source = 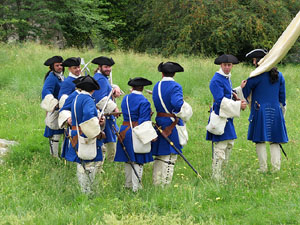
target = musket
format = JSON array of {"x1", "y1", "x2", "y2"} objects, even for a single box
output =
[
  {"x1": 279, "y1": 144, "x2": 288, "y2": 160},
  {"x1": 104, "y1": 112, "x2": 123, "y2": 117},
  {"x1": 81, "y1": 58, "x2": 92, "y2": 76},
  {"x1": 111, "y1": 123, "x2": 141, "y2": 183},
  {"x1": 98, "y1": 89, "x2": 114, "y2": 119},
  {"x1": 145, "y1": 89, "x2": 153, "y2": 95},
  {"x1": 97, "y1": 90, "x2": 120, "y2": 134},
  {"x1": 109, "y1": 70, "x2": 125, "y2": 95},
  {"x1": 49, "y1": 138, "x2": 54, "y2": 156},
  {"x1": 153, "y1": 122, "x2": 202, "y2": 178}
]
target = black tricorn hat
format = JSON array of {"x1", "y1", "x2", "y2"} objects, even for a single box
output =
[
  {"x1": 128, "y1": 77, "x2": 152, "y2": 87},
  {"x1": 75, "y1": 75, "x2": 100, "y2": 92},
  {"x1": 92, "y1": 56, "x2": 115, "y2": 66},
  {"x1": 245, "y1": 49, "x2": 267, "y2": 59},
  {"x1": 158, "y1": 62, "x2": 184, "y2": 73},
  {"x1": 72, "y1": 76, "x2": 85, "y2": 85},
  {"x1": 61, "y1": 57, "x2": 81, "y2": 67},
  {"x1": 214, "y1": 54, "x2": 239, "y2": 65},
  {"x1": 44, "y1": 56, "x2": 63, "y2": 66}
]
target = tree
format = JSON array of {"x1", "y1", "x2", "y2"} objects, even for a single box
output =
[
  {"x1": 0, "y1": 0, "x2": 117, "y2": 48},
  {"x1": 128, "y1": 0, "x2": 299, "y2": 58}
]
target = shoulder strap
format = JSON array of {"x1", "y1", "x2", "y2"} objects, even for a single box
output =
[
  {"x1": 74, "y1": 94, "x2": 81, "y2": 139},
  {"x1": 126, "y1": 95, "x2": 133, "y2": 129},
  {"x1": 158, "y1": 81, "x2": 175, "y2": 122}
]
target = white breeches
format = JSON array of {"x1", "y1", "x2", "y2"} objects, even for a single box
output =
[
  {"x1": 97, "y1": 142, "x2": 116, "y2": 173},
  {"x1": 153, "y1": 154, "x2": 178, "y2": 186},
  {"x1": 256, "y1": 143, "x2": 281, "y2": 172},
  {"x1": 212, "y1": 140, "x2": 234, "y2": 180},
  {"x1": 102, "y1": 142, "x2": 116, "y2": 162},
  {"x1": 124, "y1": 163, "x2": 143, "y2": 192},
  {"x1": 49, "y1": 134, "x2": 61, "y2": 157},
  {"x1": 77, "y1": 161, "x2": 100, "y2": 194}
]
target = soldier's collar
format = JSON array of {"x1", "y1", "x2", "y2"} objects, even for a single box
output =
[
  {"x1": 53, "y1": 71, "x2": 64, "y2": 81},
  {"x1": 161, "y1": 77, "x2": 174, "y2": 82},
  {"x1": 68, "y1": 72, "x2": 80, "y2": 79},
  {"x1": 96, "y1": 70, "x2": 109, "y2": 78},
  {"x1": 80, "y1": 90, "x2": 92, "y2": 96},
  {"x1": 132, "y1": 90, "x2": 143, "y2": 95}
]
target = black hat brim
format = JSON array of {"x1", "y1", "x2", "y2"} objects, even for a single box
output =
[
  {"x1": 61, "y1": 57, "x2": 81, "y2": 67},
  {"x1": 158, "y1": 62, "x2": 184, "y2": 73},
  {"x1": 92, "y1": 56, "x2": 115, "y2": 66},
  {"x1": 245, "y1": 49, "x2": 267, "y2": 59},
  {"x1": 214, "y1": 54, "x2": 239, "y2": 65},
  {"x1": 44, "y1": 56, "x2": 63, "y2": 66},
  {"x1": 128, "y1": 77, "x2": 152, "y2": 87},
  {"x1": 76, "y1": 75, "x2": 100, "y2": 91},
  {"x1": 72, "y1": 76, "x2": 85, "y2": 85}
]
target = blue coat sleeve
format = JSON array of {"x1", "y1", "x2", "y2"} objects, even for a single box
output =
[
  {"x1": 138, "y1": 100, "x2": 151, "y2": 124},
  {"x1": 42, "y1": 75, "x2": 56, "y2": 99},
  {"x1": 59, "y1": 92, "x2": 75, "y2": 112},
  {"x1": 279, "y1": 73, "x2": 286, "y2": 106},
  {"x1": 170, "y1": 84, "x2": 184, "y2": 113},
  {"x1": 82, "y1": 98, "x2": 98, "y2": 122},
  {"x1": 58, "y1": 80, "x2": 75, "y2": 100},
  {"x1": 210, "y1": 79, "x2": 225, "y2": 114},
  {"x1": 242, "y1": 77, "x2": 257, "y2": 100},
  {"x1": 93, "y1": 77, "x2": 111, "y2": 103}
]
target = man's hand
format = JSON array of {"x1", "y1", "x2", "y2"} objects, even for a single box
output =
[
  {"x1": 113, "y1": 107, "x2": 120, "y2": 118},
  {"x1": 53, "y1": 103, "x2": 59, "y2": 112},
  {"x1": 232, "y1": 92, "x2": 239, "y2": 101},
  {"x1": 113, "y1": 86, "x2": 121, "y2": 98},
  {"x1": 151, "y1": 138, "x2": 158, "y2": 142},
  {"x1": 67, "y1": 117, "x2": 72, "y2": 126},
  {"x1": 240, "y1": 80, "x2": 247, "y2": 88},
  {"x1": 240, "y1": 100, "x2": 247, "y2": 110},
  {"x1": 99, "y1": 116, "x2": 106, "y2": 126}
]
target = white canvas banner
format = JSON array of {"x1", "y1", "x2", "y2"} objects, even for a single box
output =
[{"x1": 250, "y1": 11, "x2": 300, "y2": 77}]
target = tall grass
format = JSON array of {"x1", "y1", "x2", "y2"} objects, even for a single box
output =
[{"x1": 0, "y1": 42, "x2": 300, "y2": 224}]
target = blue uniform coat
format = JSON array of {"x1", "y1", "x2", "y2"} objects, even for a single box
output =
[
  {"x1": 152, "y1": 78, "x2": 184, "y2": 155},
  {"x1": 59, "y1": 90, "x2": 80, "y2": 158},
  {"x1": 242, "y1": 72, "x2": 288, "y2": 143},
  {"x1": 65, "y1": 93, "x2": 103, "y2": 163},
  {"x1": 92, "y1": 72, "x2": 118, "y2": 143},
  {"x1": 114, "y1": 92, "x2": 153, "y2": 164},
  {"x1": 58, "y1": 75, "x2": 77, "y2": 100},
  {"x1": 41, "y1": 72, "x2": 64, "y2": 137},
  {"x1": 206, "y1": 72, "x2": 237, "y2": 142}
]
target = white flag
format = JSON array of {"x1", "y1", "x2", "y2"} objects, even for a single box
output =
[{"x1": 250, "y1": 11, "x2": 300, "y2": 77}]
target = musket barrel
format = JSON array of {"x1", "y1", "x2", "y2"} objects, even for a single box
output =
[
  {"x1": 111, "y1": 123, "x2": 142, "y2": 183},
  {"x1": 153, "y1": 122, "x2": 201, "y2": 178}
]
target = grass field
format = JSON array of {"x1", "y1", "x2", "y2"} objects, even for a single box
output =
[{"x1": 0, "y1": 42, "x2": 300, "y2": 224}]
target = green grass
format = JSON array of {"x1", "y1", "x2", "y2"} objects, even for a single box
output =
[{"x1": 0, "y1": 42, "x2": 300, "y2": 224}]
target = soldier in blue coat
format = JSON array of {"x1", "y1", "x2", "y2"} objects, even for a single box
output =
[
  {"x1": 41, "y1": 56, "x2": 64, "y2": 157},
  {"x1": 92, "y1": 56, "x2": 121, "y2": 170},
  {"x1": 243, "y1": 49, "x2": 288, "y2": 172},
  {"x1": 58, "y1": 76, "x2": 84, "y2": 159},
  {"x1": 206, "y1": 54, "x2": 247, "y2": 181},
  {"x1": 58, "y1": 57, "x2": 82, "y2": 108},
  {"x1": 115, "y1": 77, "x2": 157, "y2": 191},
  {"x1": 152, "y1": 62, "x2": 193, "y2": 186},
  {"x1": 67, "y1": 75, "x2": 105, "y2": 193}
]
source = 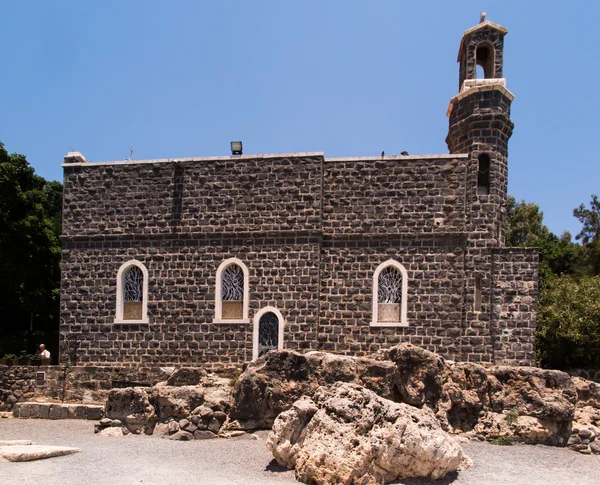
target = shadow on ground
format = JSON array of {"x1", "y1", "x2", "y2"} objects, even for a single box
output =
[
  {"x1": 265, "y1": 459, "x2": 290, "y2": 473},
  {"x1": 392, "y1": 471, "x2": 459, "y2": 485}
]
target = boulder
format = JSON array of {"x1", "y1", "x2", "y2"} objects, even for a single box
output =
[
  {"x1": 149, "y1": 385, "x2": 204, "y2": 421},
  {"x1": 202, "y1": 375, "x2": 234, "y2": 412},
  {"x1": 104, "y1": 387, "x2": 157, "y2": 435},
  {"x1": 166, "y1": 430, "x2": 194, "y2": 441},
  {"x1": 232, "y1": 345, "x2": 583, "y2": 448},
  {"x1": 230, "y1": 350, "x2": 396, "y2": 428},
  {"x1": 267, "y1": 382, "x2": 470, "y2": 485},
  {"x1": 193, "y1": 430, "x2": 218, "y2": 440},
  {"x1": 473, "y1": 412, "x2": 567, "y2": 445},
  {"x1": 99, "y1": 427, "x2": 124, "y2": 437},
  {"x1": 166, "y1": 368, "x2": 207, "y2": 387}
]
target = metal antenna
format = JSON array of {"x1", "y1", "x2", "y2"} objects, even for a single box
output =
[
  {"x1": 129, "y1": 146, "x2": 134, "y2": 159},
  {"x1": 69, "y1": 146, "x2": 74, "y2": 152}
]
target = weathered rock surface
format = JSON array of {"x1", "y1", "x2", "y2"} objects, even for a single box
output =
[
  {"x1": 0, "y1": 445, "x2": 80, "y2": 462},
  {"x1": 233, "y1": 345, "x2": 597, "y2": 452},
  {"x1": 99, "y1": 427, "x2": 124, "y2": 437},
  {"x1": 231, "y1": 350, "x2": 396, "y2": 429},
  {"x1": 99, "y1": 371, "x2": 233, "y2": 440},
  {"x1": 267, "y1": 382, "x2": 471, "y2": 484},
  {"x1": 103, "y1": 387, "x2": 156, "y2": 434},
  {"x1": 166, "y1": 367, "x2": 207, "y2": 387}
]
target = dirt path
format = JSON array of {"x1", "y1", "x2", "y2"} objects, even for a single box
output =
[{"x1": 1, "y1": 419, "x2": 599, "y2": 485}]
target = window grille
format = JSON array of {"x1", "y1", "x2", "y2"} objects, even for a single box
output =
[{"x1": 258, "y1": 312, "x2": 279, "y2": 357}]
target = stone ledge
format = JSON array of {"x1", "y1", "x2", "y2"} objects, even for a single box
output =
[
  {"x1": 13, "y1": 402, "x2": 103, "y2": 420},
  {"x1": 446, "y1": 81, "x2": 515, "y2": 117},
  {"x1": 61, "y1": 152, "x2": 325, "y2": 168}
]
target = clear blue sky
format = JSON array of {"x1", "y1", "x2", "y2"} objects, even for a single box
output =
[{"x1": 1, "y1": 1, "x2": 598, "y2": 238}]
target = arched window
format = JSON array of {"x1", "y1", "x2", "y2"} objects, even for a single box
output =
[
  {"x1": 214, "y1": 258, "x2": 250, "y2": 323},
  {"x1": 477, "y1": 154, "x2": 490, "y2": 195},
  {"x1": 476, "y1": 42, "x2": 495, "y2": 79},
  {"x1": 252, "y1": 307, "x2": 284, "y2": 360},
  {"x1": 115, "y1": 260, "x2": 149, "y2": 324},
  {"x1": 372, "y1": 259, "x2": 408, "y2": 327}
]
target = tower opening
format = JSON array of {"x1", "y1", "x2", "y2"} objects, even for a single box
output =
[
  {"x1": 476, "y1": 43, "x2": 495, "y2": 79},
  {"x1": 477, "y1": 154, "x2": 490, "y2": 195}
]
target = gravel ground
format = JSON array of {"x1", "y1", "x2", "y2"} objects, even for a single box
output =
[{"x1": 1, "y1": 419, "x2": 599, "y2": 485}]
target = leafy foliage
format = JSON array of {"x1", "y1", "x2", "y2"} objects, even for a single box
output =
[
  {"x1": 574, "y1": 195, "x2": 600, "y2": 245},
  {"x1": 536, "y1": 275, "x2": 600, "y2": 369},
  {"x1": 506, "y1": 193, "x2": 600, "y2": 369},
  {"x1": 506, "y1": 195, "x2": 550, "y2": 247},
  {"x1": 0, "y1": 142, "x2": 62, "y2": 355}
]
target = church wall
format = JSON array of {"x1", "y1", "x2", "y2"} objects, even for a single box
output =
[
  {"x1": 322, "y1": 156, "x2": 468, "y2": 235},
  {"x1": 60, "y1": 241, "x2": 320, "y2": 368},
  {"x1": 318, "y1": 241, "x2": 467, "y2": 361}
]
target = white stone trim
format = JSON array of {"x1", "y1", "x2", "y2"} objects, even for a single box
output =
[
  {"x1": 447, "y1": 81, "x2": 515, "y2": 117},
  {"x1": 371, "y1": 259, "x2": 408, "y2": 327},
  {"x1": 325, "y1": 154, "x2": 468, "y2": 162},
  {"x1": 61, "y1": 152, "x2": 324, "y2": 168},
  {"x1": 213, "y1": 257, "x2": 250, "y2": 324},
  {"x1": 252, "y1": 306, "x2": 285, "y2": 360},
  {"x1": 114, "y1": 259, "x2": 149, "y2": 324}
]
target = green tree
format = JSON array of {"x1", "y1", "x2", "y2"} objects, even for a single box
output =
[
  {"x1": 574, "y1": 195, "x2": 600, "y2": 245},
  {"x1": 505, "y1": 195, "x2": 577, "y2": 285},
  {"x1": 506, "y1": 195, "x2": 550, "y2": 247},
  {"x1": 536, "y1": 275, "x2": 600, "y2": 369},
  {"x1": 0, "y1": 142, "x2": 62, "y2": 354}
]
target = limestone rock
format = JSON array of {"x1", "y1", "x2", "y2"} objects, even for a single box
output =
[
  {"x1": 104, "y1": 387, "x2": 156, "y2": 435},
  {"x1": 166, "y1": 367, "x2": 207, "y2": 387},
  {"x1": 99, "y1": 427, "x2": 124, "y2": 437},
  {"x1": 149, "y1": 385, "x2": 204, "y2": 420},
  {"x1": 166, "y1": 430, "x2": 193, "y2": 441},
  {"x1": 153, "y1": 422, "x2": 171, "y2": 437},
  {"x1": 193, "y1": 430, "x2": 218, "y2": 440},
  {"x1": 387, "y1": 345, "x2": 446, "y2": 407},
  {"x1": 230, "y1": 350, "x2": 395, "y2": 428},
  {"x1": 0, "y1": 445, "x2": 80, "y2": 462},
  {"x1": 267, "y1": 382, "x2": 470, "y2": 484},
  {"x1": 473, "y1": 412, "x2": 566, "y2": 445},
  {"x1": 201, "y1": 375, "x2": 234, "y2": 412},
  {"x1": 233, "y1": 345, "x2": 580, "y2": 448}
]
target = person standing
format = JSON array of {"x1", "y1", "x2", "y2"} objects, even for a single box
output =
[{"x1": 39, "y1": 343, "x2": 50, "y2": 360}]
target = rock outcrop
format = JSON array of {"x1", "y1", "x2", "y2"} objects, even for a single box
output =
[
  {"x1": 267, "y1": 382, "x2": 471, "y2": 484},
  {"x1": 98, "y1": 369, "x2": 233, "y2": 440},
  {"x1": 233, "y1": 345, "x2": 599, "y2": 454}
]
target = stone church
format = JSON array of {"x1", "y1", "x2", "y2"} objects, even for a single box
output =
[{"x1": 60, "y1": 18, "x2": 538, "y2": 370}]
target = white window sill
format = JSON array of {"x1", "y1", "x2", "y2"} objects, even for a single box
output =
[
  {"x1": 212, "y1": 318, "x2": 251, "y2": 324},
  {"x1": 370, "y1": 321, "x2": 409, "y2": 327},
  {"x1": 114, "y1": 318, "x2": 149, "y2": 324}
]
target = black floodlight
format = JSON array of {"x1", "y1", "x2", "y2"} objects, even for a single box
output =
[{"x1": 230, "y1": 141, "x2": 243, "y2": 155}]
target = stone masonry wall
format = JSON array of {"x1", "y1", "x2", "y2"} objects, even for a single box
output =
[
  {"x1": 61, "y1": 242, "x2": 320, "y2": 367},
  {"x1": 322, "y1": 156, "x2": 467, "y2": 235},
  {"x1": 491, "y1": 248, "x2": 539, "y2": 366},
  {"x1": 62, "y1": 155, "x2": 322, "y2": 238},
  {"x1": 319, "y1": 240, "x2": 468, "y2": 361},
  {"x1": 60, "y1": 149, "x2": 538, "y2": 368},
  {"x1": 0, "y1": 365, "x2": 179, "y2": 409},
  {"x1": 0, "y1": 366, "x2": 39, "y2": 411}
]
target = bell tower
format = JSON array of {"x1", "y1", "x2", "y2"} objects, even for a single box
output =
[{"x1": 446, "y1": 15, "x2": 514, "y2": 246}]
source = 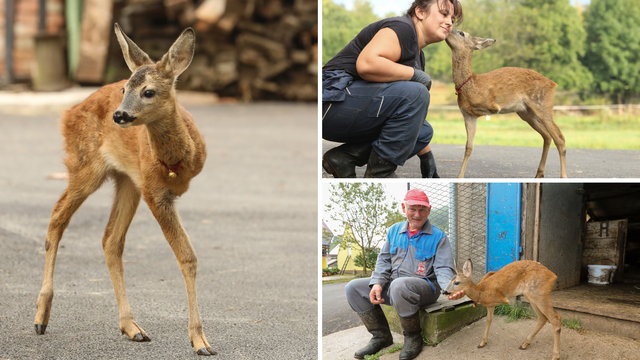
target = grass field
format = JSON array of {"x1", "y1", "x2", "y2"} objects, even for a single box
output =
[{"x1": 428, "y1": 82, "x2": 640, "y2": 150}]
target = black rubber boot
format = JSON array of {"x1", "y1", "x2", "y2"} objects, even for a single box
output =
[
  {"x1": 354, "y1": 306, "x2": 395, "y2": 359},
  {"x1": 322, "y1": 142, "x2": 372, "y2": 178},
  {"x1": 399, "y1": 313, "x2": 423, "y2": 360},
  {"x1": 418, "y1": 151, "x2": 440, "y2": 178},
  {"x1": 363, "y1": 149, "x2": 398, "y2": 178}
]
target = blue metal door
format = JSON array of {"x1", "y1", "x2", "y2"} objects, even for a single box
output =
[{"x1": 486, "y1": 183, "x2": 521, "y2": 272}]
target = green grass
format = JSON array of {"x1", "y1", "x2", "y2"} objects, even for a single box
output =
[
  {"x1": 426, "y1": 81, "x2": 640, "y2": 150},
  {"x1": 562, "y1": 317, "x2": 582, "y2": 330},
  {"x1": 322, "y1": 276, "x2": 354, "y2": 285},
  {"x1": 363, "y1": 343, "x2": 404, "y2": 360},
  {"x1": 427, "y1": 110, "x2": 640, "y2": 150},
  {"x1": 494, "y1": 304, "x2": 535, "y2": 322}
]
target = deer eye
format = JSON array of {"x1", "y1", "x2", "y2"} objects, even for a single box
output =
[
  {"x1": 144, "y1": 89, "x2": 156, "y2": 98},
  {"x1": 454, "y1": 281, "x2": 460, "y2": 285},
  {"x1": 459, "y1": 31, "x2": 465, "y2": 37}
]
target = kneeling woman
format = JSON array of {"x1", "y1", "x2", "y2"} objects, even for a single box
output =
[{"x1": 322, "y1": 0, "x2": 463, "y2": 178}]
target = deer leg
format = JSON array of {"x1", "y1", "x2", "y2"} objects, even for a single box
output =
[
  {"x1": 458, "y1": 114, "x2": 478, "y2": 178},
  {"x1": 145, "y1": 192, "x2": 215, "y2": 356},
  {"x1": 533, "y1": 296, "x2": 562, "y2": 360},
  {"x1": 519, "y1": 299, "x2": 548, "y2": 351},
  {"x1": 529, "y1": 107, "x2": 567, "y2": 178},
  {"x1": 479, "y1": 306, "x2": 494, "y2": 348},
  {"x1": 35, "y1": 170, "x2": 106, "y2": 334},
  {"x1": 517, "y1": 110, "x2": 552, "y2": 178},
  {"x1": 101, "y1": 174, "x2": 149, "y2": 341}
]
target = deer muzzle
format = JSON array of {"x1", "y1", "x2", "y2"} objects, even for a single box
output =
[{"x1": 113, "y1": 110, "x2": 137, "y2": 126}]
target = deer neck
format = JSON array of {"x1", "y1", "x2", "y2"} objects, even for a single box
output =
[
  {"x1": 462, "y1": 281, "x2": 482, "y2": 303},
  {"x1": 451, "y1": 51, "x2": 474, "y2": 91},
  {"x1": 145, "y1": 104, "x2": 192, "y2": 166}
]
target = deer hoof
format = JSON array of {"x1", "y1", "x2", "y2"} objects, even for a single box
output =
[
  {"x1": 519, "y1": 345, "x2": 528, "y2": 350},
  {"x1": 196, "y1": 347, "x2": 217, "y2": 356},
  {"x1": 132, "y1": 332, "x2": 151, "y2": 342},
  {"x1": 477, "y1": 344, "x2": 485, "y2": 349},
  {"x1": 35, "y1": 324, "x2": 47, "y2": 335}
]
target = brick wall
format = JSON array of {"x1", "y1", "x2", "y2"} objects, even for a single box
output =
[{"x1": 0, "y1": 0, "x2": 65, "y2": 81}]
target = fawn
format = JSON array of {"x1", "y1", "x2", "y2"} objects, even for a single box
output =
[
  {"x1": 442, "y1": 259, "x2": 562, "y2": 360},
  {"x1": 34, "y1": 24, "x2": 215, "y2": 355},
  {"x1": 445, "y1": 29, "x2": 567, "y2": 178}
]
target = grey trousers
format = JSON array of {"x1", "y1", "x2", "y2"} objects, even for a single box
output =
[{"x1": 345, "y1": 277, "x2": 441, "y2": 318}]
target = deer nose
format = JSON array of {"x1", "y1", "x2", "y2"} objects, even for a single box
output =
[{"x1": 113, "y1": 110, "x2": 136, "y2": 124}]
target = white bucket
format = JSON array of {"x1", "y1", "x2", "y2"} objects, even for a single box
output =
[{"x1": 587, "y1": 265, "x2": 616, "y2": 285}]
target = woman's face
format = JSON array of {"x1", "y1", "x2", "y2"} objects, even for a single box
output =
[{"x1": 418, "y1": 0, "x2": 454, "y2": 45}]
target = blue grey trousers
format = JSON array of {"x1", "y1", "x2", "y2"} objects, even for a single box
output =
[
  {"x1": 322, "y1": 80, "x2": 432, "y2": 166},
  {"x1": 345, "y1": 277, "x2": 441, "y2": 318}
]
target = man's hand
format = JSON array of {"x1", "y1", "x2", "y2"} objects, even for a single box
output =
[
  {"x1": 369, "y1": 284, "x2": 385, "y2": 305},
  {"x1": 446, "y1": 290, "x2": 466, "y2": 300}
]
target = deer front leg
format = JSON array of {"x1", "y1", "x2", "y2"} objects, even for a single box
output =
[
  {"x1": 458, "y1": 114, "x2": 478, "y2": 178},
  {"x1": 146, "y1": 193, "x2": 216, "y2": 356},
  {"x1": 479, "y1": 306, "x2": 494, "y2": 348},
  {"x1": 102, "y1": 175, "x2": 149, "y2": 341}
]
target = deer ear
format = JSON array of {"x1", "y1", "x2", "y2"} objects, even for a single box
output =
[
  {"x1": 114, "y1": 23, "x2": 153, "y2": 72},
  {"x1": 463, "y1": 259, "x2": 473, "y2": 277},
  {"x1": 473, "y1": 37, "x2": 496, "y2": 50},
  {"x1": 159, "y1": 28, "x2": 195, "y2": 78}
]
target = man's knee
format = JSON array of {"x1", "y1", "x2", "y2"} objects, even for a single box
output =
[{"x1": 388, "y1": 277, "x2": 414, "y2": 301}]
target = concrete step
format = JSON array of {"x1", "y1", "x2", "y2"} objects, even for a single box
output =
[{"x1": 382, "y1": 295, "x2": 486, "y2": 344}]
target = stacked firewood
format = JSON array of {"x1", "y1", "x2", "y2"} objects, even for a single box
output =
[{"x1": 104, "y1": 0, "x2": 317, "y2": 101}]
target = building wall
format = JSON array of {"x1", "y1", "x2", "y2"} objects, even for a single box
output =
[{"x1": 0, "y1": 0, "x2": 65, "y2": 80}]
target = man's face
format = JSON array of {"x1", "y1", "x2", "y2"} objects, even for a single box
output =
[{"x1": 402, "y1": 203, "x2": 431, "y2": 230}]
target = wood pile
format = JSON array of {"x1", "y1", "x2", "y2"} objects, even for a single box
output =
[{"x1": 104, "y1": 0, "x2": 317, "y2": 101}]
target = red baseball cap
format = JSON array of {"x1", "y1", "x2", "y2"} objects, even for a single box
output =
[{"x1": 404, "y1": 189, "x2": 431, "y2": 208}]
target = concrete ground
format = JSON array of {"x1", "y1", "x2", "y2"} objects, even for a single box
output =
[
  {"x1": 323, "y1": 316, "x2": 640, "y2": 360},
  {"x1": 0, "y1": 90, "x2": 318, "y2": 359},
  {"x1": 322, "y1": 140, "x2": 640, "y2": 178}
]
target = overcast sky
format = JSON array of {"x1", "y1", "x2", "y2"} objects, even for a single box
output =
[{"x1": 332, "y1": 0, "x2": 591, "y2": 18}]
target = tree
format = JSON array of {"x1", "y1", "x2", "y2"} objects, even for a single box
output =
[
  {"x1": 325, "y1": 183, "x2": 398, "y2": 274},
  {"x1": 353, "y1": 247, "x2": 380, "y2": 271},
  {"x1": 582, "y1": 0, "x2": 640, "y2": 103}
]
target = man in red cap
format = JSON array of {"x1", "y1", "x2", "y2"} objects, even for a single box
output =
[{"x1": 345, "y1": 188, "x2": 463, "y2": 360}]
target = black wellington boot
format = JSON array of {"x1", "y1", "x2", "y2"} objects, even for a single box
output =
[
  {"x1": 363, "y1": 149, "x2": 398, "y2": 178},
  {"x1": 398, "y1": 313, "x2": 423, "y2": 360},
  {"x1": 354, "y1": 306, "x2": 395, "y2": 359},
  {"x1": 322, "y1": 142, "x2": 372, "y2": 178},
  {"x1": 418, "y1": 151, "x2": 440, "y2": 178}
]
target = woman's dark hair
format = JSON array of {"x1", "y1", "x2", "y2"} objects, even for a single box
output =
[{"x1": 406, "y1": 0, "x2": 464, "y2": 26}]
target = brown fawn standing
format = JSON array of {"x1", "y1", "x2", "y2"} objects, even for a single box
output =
____________________
- _TASK TO COMPLETE_:
Take every line from the data above that holds "wall" and copy it out.

- _THE COMPLETED TASK_:
target = church wall
target = stone masonry wall
target = brick wall
target = building wall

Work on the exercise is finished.